START EXERCISE DATA

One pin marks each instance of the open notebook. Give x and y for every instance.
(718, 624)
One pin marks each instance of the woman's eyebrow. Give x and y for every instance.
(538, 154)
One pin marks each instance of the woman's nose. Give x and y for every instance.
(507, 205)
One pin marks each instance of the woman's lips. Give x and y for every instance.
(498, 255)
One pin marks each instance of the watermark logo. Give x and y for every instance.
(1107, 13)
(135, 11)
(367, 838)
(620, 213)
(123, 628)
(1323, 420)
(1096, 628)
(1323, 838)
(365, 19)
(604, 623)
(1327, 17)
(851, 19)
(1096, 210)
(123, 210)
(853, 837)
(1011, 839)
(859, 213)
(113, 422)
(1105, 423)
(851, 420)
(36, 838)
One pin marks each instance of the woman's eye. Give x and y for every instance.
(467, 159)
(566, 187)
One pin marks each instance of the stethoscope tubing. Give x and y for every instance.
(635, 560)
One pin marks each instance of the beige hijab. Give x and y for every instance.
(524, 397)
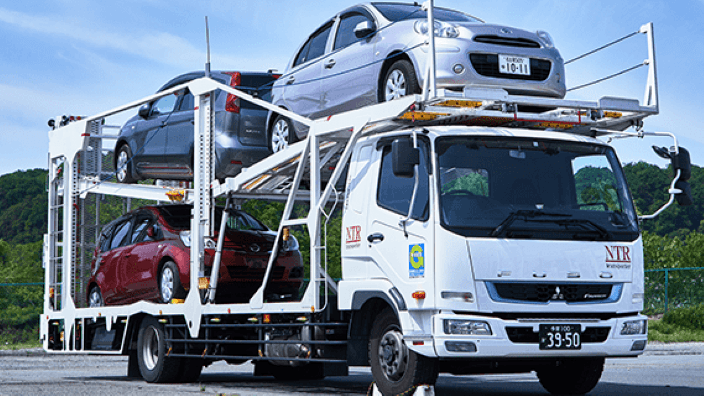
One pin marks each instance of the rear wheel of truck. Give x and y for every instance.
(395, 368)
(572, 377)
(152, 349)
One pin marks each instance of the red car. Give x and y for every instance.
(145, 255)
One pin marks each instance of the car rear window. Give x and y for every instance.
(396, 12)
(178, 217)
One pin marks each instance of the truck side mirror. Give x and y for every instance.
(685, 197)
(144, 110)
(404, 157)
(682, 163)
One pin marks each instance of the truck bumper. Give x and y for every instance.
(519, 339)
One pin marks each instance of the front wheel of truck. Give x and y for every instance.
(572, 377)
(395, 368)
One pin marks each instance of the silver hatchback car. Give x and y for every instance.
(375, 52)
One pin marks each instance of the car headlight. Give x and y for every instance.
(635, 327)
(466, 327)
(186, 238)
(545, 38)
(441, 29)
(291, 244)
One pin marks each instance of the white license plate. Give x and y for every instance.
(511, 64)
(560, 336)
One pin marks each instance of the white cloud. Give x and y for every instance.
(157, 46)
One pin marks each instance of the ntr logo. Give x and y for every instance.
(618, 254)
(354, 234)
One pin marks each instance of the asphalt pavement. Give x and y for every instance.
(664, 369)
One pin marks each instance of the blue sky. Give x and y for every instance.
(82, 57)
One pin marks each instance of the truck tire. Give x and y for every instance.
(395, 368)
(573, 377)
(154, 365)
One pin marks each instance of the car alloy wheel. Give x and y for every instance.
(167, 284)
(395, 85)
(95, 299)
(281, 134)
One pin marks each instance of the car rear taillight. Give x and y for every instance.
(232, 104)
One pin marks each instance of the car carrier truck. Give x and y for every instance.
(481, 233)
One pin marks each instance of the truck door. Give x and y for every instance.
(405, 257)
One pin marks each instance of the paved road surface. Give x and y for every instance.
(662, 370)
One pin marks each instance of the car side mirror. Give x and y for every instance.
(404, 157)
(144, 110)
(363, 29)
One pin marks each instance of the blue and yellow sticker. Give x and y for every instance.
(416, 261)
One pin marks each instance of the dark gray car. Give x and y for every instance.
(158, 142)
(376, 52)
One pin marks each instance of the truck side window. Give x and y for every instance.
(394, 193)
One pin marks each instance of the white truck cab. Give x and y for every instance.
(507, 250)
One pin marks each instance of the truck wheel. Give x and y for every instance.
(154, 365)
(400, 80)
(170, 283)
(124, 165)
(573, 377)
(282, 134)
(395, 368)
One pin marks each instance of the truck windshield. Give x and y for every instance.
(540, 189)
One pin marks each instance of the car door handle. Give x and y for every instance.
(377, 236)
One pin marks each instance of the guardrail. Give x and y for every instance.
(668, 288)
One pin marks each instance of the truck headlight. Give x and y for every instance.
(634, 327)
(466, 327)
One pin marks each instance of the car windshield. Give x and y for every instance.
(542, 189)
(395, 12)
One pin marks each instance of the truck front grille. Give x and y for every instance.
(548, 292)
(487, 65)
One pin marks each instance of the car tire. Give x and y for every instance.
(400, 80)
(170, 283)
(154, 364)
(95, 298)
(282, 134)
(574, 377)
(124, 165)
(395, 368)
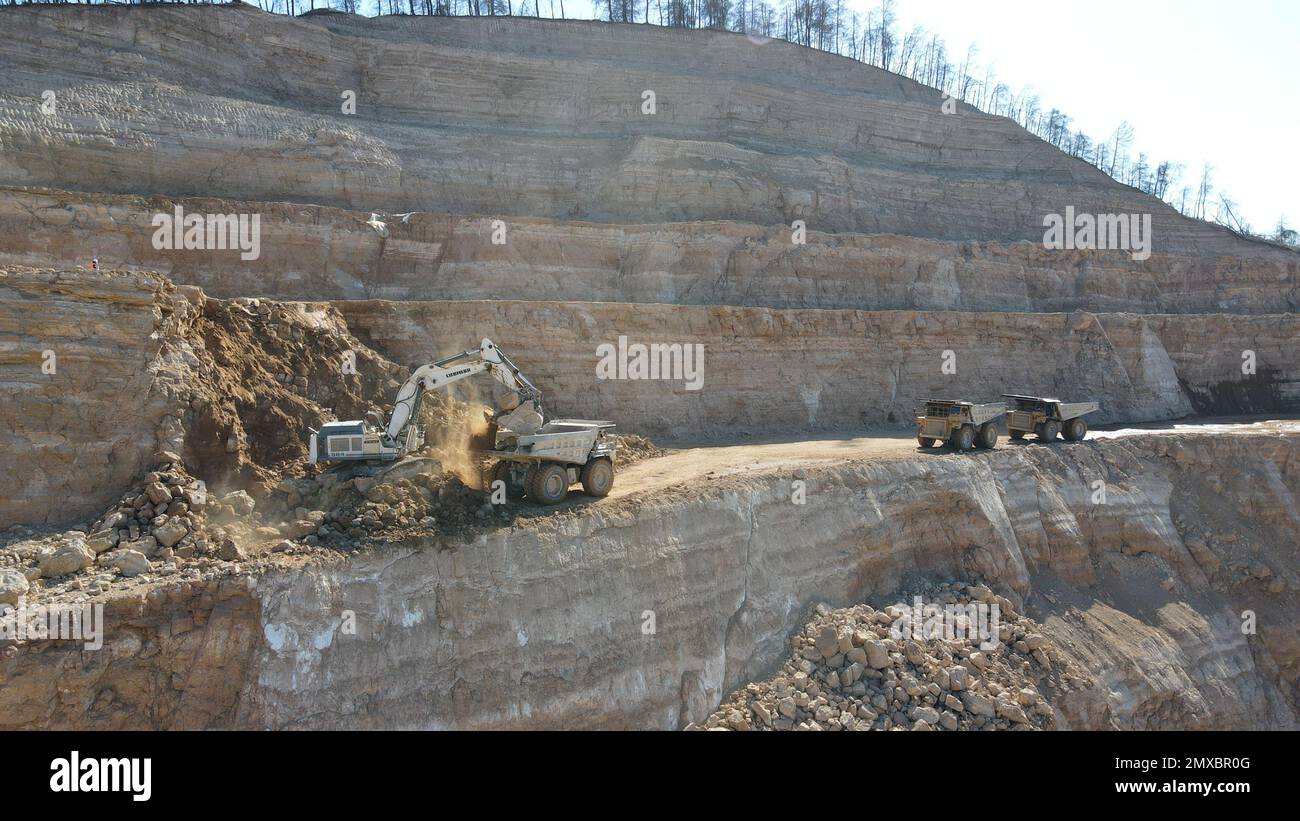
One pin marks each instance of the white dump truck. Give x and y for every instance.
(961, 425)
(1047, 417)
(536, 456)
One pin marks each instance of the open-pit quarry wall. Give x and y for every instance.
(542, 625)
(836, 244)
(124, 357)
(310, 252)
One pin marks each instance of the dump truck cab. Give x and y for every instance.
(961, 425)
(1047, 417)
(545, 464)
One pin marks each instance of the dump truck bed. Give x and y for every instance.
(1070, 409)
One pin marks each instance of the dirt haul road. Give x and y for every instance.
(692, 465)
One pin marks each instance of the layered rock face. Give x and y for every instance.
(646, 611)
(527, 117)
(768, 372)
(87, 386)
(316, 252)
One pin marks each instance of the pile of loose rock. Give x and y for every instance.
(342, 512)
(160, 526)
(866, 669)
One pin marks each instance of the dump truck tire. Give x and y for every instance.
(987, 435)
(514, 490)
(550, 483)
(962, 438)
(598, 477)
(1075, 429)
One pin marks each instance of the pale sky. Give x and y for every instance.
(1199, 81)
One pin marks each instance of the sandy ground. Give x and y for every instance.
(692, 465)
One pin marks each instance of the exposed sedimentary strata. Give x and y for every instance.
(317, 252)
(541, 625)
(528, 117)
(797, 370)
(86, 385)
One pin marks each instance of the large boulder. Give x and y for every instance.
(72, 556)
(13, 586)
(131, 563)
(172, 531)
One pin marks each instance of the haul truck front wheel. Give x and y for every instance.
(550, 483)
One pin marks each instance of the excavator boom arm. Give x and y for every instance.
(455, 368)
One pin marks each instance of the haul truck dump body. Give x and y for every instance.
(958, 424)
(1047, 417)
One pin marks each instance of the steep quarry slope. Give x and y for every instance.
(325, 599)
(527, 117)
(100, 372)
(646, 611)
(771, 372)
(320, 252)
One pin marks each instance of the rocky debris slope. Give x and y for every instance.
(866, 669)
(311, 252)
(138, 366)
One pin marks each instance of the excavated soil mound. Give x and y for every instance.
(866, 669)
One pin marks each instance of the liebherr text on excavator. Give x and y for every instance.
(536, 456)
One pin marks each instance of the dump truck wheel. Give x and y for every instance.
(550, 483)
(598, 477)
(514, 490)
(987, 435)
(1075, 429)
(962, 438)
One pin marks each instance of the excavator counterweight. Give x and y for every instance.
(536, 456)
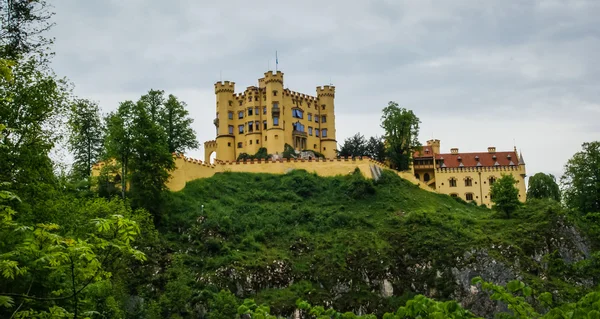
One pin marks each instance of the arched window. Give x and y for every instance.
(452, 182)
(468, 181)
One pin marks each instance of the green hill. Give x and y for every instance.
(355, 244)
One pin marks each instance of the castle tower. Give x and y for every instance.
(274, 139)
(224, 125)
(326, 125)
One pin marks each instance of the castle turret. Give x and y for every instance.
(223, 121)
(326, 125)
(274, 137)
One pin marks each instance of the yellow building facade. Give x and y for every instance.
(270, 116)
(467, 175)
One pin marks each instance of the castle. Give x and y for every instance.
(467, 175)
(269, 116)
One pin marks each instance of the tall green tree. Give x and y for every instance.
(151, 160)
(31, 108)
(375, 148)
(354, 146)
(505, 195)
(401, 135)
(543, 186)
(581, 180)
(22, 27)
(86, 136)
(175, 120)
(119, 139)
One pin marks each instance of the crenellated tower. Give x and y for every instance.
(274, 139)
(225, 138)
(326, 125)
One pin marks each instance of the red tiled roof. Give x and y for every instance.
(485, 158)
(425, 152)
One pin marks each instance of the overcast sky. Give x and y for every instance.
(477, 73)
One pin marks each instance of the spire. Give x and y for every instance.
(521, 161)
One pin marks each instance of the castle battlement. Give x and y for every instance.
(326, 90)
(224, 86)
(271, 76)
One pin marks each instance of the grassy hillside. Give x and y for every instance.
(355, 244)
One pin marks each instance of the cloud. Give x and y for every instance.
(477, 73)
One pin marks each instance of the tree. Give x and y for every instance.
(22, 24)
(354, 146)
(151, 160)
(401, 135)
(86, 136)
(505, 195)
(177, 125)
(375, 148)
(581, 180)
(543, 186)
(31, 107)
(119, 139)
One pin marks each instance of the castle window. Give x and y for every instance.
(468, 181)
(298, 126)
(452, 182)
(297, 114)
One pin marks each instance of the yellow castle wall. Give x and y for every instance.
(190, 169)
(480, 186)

END EXERCISE DATA

*WHAT IS REQUIRED:* What is needed is an exact copy of the lines from the one containing "One pin marks each instance of the castle." through the final line of the data, both included, and nothing more.

*TASK SOLUTION:*
One pin marks each instance of the castle. Give x and y for every instance.
(467, 175)
(269, 116)
One pin marks each instance of the tall green tree. Give x and y for every instance.
(151, 160)
(31, 108)
(375, 148)
(354, 146)
(505, 195)
(401, 135)
(543, 186)
(581, 180)
(22, 27)
(86, 136)
(175, 120)
(119, 139)
One pin marks each instance of the crenellated tower. Give x and y for every instance.
(274, 139)
(225, 138)
(326, 125)
One pin marks each instance of the red tiled roof. Give x and y for every instance.
(485, 158)
(425, 152)
One pin marks each instance of the overcast sky. Give x and y for every instance.
(477, 73)
One pin marks each instance of the spire. Give x and y for every instance.
(521, 161)
One pin marks each instance of the castle battlement. Give x and y for every instance.
(326, 90)
(224, 86)
(271, 76)
One pin marks each instance of the grassy hillside. Give x and y for every instance.
(355, 244)
One pin marks each instance of the cloud. Give x and y for every instance.
(477, 73)
One pin marks each instance of the tree. Give x and y for every instance.
(22, 24)
(354, 146)
(151, 160)
(401, 135)
(86, 136)
(505, 195)
(177, 125)
(375, 148)
(581, 180)
(543, 186)
(31, 107)
(119, 139)
One pin marks each instance of the castle window. Give x and y for every instance.
(468, 181)
(298, 126)
(452, 182)
(297, 114)
One pin marks each instance of the yellow castle wall. Give x and y for every instance.
(190, 169)
(480, 186)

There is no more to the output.